◆ Goal: Rewrite the lines below, substituting "nonzero winding rule" for every occurrence of "even-odd rule" and leaving everything else unchanged.

= = =

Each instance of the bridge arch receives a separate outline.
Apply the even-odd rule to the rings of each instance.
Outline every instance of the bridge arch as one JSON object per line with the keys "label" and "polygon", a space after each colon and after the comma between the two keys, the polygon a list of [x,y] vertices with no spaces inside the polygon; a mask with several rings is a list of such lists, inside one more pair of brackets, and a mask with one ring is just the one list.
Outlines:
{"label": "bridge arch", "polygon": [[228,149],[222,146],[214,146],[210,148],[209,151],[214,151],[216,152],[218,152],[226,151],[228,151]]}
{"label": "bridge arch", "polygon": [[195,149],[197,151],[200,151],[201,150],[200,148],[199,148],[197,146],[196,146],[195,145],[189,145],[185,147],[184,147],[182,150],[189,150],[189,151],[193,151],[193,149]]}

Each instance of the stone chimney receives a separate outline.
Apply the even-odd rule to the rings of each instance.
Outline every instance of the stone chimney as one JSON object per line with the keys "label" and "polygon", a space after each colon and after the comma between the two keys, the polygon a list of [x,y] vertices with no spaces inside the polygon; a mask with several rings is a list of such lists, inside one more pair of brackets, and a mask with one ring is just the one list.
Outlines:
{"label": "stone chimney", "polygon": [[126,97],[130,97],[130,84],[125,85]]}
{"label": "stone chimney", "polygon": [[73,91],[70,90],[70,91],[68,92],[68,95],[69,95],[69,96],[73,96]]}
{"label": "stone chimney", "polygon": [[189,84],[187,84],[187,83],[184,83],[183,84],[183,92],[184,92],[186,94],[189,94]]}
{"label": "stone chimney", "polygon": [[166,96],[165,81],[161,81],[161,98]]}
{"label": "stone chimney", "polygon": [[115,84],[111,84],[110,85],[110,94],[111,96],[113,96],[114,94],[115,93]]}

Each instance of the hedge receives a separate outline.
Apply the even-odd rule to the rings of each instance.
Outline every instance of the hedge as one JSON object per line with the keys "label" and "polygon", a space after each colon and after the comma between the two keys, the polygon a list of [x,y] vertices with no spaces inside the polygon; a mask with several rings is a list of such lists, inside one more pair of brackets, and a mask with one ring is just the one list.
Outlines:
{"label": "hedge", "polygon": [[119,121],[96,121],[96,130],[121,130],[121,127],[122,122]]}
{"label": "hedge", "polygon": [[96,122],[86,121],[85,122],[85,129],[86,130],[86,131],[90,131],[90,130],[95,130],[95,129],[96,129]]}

= = =

◆ Correct response:
Each instance of the bridge arch receives a separate outline.
Apply the nonzero winding rule to the rings of each instance.
Outline every instance of the bridge arch as one JSON object per line with the keys "label" and "polygon", a space after each colon and after the comma between the two keys, the polygon a list of [x,y] vertices with no spaces inside the polygon; a mask with several rings is a list of such lists, inside one more pair of brackets, and a mask with one ring is just the one list.
Outlines:
{"label": "bridge arch", "polygon": [[228,149],[222,146],[214,146],[210,148],[209,151],[214,151],[216,152],[218,152],[226,151],[228,151]]}
{"label": "bridge arch", "polygon": [[195,149],[197,151],[200,151],[201,150],[200,148],[199,148],[197,146],[196,146],[195,145],[189,145],[185,147],[184,147],[182,150],[189,150],[189,151],[193,151],[193,149]]}

Each instance of the stone chimney receives a separate outline.
Apply the nonzero winding rule to the rings of each instance.
Outline every instance of the stone chimney as one JSON object per line with the keys "label" and "polygon", a space after each colon and after the comma between the two keys, the polygon a list of [x,y] vertices with no spaces inside the polygon; a mask with several rings is a list of such lists, inside one more pair of brackets, and a mask with one ring is just the one list.
Outlines:
{"label": "stone chimney", "polygon": [[126,97],[130,97],[130,84],[125,85]]}
{"label": "stone chimney", "polygon": [[73,91],[70,90],[70,91],[68,92],[68,95],[69,95],[69,96],[73,96]]}
{"label": "stone chimney", "polygon": [[189,84],[187,84],[187,83],[184,83],[183,84],[183,92],[184,92],[186,94],[189,94]]}
{"label": "stone chimney", "polygon": [[166,96],[165,81],[161,81],[161,98]]}
{"label": "stone chimney", "polygon": [[115,84],[111,84],[110,85],[110,94],[111,96],[113,96],[114,94],[115,93]]}

Each instance of the hedge receives a separate outline.
Apply the nonzero winding rule to the rings of each instance.
Outline every instance of the hedge as one JSON object per line with the keys "label" and "polygon", a space after each colon and after the comma between the two keys, the polygon a list of [x,y] vertices with no spaces inside the polygon; a mask with several rings is a list of such lists, inside one more pair of brackets, and a mask with one ring is just the one list.
Outlines:
{"label": "hedge", "polygon": [[119,121],[96,121],[96,130],[121,130],[121,127],[122,122]]}
{"label": "hedge", "polygon": [[96,122],[86,121],[85,122],[85,129],[86,130],[86,131],[90,131],[90,130],[95,130],[95,129],[96,129]]}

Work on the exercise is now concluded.